**WORK REQUIRED:**
All entries below are to be written out again exactly, but no picture is to be copied.

**INPUT DATA:**
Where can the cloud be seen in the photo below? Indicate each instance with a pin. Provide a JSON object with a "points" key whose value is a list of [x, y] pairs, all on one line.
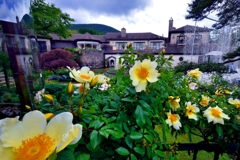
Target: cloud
{"points": [[108, 7], [9, 9]]}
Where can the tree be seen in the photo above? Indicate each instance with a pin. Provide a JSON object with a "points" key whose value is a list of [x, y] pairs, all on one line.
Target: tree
{"points": [[228, 11], [49, 19], [5, 64]]}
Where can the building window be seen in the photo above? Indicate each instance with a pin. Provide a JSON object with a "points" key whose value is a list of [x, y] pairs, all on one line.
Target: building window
{"points": [[121, 45], [11, 41], [138, 45], [22, 43], [155, 45], [198, 38], [181, 39]]}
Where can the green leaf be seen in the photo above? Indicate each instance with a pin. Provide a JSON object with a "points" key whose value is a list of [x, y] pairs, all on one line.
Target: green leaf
{"points": [[129, 141], [154, 146], [104, 133], [146, 106], [219, 130], [129, 99], [149, 138], [139, 150], [122, 151], [96, 124], [83, 156], [65, 155], [126, 127], [135, 135], [94, 139], [133, 157], [111, 119], [140, 118], [160, 153], [149, 152], [53, 156], [117, 134]]}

**EXPECTED ANSWER:**
Where can the cloud be seen in the photo below? Indicate each instance with a pin. Provide a JSON object with a "points" key whose value is a list of [x, y] pairs, all on one line.
Target: cloud
{"points": [[108, 7], [9, 9]]}
Where can the tree be seen in the photo above? Indicate each instance with a pin. Provide a JSON object with a "points" key whose value is a list of [x, y] pairs, all on one line.
Target: tree
{"points": [[228, 11], [49, 19], [5, 64]]}
Where can the building window be seen in the photo above? Indicate each instance with a pin. Provide a JSON object with a "points" key whose value is a list of [x, y] pairs, all on one line.
Target: building window
{"points": [[121, 45], [11, 41], [138, 45], [22, 43], [155, 45], [198, 38], [181, 39]]}
Where can the green leaf be seen in the photo above? Indicate each instance with a pin. Provide a JSON object with a "points" key whose value is a list of [x, y] pairs, all on one line.
Target: green leaf
{"points": [[129, 141], [154, 146], [104, 133], [146, 106], [219, 130], [129, 99], [149, 138], [139, 150], [122, 151], [96, 124], [83, 156], [65, 155], [126, 127], [135, 135], [94, 139], [133, 157], [111, 119], [140, 118], [160, 153], [149, 152], [53, 156], [117, 134]]}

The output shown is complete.